* _Exercise input_:
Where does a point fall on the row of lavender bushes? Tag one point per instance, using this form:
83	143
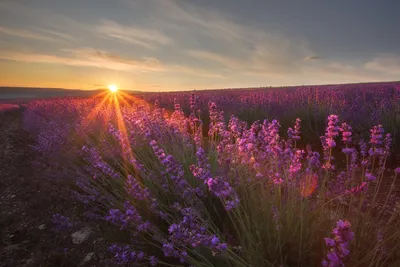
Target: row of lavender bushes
361	105
245	196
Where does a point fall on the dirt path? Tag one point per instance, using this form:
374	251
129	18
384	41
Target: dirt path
27	204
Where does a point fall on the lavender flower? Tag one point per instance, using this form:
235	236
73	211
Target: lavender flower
338	246
346	133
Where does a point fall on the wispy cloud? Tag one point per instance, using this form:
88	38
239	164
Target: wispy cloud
148	38
385	63
28	34
313	58
90	57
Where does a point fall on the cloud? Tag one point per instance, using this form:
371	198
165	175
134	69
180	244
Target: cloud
389	64
90	57
26	34
313	58
148	38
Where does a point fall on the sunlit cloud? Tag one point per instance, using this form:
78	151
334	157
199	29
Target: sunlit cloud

* _Exercise instructions_:
Render every line of the records above as a JSON list of strings, one string per line, with blank lines left out. Leave the pictures out of the list.

* _Response to this exercise_:
[
  "Where does a point fall on the row of lavender bushes? Tag one point per instance, using this form:",
  "83\t143",
  "Target: row of lavender bushes",
  "361\t105",
  "245\t196",
  "Where does a point fall on the dirt path? Tag one point per instance, using this form:",
  "374\t251",
  "129\t18",
  "384\t41",
  "Target: dirt path",
  "27\t204",
  "Where does a point fall on the lavender flower? Tag one point per instance, using this form:",
  "235\t236",
  "73\t211",
  "Target: lavender flower",
  "338\t246",
  "346\t133",
  "Where does a point fall on the wispy cloud? Tag one point per instance, using this form:",
  "88\t38",
  "239\t164",
  "Target: wispy cloud",
  "148\t38",
  "385\t63",
  "28\t34",
  "313\t58",
  "90\t57",
  "Where does a point fall on the cloud? Tag one point per instance, using this form:",
  "371\t198",
  "165\t175",
  "134\t69",
  "180\t244",
  "Target: cloud",
  "389\t64",
  "90\t57",
  "26\t34",
  "313\t58",
  "148\t38",
  "Where does a point fall on the sunlit cloud? Tag one point per instance, using this form:",
  "78\t151",
  "334\t157",
  "199\t29",
  "Target: sunlit cloud"
]